Exercise goal: Which lines run from the one containing "The client would like the green" to the last line of the entries? Return them exactly, with nothing more.

(Records provided)

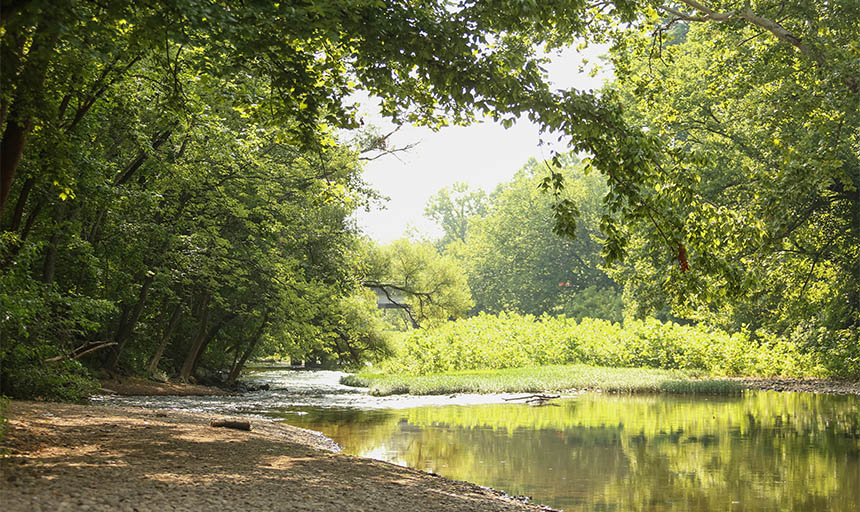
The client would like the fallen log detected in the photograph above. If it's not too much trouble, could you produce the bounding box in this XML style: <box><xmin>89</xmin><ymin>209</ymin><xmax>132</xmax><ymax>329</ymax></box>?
<box><xmin>210</xmin><ymin>419</ymin><xmax>251</xmax><ymax>431</ymax></box>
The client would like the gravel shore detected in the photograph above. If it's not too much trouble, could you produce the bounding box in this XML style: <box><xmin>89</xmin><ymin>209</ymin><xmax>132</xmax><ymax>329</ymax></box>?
<box><xmin>1</xmin><ymin>401</ymin><xmax>552</xmax><ymax>512</ymax></box>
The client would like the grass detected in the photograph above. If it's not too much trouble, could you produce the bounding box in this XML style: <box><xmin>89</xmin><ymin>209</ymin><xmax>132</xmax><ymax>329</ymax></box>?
<box><xmin>340</xmin><ymin>364</ymin><xmax>745</xmax><ymax>396</ymax></box>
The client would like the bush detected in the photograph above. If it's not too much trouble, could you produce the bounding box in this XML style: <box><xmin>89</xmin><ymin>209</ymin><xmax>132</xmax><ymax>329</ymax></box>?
<box><xmin>1</xmin><ymin>239</ymin><xmax>108</xmax><ymax>401</ymax></box>
<box><xmin>380</xmin><ymin>312</ymin><xmax>823</xmax><ymax>377</ymax></box>
<box><xmin>0</xmin><ymin>343</ymin><xmax>99</xmax><ymax>402</ymax></box>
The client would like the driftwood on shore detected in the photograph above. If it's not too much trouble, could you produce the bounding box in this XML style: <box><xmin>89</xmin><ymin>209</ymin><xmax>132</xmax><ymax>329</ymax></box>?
<box><xmin>210</xmin><ymin>419</ymin><xmax>252</xmax><ymax>431</ymax></box>
<box><xmin>503</xmin><ymin>394</ymin><xmax>560</xmax><ymax>406</ymax></box>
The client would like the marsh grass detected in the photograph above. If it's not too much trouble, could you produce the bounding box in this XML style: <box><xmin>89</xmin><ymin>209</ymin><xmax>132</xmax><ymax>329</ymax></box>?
<box><xmin>341</xmin><ymin>364</ymin><xmax>745</xmax><ymax>396</ymax></box>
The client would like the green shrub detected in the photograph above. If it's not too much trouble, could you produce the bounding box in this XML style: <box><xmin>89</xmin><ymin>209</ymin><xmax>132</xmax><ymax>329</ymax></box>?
<box><xmin>379</xmin><ymin>312</ymin><xmax>822</xmax><ymax>377</ymax></box>
<box><xmin>0</xmin><ymin>343</ymin><xmax>99</xmax><ymax>402</ymax></box>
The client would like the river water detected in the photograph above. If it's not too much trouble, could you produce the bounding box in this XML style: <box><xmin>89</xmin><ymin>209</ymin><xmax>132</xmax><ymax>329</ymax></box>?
<box><xmin>95</xmin><ymin>369</ymin><xmax>860</xmax><ymax>511</ymax></box>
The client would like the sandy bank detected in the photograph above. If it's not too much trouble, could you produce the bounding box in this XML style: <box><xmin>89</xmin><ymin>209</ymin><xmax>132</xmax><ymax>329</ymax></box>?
<box><xmin>1</xmin><ymin>401</ymin><xmax>551</xmax><ymax>512</ymax></box>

(End Records provided)

Task answer:
The client would like the green shrub detected in the photograph above. If it's not too much trouble, could you produce the bounding box in this XML style: <box><xmin>89</xmin><ymin>209</ymin><xmax>132</xmax><ymax>329</ymax></box>?
<box><xmin>379</xmin><ymin>312</ymin><xmax>822</xmax><ymax>377</ymax></box>
<box><xmin>0</xmin><ymin>343</ymin><xmax>99</xmax><ymax>402</ymax></box>
The client would like the river water detected in the photograph above. If it's not too much trouble, could you produce the bounding box in this XML style: <box><xmin>89</xmin><ymin>209</ymin><xmax>132</xmax><ymax>329</ymax></box>?
<box><xmin>95</xmin><ymin>369</ymin><xmax>860</xmax><ymax>511</ymax></box>
The client would like the sandy bank detected in the photograph above. If it's not too much trouble, could you produce the bounding box in this XML style: <box><xmin>89</xmin><ymin>209</ymin><xmax>132</xmax><ymax>329</ymax></box>?
<box><xmin>1</xmin><ymin>401</ymin><xmax>551</xmax><ymax>512</ymax></box>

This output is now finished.